Texto de origem »
***
Elder no RCA: uma viagem sonora de inovação e introspeção

Os Elder não são apenas uma banda; são uma força criativa que constantemente reinventa a sua música, desafiando as fronteiras do rock e criando paisagens sonoras inexploradas. Em Lisboa, a banda levou o público a uma viagem que, mais do que um concerto, foi uma experiência transformadora e imersiva, repleta de sonoridades psicadélicas, progressivas e épicas.
***
Material fornecido »
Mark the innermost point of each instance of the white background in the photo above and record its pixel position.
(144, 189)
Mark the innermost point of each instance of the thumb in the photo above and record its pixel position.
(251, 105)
***
Descrição da tarefa » Volte a apresentar o texto de origem na íntegra, sem alterar nada.

Resultado final »
Elder no RCA: uma viagem sonora de inovação e introspeção

Os Elder não são apenas uma banda; são uma força criativa que constantemente reinventa a sua música, desafiando as fronteiras do rock e criando paisagens sonoras inexploradas. Em Lisboa, a banda levou o público a uma viagem que, mais do que um concerto, foi uma experiência transformadora e imersiva, repleta de sonoridades psicadélicas, progressivas e épicas.